▶ **Input material**
Start of Block

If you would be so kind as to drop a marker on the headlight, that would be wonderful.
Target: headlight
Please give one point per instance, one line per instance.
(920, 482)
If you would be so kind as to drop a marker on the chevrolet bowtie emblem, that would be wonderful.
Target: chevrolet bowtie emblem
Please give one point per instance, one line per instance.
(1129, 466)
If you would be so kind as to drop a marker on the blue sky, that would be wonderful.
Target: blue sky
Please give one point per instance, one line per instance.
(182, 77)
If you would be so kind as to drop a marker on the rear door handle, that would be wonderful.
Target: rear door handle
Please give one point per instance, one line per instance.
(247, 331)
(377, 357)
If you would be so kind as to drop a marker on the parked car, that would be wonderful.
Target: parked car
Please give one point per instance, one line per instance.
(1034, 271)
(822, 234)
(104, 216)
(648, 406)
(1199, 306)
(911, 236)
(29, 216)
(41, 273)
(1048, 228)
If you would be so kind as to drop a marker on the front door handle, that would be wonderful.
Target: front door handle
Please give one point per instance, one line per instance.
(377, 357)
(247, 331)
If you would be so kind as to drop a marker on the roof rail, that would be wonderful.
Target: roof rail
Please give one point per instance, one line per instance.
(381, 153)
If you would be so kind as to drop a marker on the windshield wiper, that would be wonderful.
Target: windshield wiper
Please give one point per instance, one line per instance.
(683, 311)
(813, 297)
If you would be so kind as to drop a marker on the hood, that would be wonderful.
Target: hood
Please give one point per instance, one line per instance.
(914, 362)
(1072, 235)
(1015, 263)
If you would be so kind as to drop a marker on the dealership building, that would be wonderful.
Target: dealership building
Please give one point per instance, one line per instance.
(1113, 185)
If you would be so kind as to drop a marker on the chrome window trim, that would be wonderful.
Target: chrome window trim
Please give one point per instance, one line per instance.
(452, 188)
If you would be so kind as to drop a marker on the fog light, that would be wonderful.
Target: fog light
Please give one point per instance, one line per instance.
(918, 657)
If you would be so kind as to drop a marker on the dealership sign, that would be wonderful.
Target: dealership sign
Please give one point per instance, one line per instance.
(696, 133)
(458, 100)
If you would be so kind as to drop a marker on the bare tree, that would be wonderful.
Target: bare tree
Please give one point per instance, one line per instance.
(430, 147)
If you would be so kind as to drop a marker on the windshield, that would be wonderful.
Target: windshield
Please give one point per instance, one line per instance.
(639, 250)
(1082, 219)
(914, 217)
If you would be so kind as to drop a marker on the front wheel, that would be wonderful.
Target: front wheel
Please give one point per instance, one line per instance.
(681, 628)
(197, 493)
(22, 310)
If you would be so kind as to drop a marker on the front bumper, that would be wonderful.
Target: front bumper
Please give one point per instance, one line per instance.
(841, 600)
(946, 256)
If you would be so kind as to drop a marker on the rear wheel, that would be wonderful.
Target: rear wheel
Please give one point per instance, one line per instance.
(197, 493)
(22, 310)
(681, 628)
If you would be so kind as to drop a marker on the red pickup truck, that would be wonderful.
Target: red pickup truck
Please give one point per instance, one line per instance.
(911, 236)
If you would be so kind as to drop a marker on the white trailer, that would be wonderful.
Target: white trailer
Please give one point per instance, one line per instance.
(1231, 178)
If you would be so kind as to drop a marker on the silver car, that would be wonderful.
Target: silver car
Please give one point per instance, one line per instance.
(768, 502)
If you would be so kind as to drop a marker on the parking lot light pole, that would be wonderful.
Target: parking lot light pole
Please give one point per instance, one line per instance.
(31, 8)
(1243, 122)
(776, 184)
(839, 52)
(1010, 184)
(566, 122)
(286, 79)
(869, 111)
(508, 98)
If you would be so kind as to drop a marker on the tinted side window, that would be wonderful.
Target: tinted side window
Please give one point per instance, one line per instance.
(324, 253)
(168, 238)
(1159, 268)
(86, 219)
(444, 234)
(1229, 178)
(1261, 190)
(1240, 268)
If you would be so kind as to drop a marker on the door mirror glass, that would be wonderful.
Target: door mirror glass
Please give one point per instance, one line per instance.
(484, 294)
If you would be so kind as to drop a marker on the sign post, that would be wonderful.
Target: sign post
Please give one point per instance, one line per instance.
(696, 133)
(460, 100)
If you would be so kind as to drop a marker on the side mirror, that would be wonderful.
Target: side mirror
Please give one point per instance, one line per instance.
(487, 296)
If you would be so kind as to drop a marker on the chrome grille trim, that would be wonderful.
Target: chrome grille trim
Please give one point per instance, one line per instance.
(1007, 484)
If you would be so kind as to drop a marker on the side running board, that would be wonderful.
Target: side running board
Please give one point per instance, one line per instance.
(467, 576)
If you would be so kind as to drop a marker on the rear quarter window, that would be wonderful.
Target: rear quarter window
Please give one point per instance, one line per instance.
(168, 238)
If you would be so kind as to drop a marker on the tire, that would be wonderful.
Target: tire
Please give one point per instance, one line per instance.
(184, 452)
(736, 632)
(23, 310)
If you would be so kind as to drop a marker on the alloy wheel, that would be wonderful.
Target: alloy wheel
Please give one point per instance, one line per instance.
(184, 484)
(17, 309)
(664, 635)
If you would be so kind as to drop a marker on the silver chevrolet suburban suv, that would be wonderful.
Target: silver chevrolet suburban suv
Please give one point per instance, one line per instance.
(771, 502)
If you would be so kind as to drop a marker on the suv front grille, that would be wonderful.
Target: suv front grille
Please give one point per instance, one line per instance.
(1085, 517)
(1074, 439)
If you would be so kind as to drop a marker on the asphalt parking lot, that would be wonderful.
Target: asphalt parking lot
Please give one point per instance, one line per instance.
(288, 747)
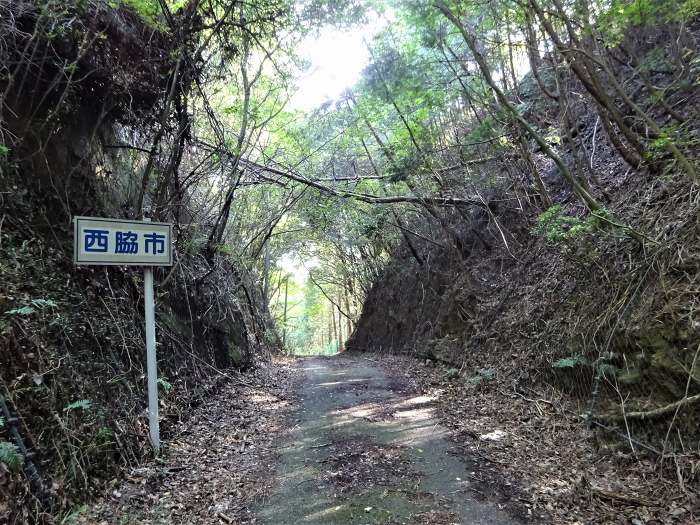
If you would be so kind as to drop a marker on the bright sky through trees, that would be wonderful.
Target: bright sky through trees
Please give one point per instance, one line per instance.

End of Block

▶ **Task instructions**
Give only the lines from the one holding "Target: chrome grille trim" through the one holding "Target: side running board", each restated exactly as it appears above.

▶ **Output for this exercise**
Target: chrome grille trim
Please give one point per instance, one line per instance.
(1007, 484)
If you would be so kind as to drop a marker on the side running board, that would be wonderful.
Target: side running board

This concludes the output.